* [WHAT TO WORK ON]
Count the lines below that contain the string "roof", treating case as significant. Reply with the number alone.
# start of RECORDS FOR THIS TASK
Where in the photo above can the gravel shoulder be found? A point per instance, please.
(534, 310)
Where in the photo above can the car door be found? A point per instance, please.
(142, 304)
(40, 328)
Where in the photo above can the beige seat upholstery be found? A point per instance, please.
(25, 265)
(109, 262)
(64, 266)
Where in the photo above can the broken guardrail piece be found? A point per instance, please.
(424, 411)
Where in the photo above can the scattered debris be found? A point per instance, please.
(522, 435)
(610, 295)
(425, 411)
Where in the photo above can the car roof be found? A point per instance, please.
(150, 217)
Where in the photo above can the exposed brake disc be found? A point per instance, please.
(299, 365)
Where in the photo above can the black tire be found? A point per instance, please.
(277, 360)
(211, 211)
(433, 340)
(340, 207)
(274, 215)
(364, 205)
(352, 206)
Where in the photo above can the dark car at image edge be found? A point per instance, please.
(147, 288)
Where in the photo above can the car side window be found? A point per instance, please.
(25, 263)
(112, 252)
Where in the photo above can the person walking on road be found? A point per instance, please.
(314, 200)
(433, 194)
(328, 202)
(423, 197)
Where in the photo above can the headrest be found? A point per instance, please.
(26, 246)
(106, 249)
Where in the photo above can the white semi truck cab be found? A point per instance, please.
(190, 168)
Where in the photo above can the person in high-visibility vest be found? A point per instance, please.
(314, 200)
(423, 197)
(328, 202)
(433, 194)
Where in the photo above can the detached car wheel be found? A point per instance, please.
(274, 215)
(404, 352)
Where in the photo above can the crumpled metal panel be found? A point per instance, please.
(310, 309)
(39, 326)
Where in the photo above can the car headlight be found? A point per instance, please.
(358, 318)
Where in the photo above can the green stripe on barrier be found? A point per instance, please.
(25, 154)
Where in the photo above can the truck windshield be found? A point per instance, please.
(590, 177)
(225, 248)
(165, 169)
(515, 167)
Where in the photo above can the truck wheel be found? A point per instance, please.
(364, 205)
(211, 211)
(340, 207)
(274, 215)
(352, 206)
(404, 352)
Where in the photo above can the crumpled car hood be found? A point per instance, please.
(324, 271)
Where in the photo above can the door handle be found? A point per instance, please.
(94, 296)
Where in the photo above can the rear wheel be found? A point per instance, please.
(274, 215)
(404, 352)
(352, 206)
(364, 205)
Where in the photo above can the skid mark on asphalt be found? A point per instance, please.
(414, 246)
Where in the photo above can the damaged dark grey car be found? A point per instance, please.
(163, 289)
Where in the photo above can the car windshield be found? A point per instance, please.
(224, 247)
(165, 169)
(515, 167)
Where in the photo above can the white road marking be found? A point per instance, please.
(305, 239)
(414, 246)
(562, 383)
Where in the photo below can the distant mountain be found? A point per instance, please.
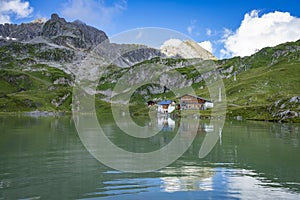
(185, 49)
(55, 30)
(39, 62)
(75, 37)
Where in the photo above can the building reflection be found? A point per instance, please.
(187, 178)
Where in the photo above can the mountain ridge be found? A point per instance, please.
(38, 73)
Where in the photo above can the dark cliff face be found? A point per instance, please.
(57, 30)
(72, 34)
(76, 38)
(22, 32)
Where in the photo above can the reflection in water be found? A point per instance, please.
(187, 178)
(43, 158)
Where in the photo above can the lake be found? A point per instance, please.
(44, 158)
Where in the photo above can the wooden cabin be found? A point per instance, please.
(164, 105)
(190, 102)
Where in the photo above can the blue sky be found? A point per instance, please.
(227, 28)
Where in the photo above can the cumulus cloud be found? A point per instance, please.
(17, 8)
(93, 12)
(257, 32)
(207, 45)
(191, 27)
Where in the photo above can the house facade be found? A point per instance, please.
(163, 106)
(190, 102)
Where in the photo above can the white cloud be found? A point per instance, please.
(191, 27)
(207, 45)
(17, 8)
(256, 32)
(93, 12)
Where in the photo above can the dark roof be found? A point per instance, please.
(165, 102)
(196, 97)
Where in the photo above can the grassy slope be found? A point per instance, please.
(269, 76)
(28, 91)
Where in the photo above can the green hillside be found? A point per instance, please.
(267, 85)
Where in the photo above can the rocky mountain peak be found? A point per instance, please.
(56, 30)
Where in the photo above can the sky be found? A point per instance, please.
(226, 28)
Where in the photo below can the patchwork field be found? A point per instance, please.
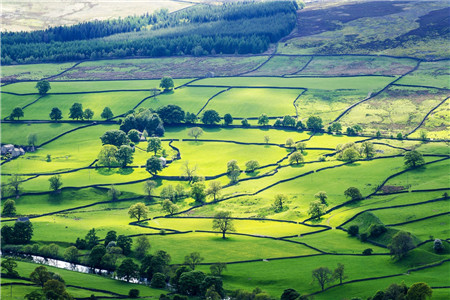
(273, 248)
# end of RECORDS FOR THIS TASK
# start of RECORDS FOR THIS TASK
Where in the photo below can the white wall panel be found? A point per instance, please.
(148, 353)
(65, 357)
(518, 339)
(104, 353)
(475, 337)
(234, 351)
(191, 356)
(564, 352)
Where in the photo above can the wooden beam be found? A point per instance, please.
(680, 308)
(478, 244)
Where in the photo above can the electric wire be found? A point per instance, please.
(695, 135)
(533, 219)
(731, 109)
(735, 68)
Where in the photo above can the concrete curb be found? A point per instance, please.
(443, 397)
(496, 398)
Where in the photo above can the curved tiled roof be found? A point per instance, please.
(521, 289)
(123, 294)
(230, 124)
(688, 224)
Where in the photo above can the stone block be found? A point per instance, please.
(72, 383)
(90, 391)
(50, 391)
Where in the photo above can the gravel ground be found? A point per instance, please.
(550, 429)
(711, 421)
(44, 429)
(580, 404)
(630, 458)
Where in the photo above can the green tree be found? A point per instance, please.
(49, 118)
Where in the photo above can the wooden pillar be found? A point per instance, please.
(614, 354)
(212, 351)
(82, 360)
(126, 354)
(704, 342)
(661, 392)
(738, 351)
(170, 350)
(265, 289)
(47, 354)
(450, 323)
# end of RECORDS FOR THIS TASK
# start of RECORDS FOR THIS TASK
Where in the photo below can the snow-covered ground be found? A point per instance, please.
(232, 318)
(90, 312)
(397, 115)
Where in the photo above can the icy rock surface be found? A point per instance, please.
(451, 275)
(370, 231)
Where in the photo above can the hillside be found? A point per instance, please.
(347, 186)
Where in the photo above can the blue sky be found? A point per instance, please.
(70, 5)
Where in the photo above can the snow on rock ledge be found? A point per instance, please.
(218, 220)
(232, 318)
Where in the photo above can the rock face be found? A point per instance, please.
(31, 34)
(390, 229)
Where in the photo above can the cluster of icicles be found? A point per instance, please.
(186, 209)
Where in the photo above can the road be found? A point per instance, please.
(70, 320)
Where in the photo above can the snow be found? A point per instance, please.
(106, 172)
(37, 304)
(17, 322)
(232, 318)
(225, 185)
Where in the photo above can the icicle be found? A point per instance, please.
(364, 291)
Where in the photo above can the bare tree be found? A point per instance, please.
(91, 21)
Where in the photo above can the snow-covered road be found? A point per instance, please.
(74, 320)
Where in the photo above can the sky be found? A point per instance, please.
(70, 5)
# end of RECORDS FOR THIS TASK
* [THE OUTPUT]
3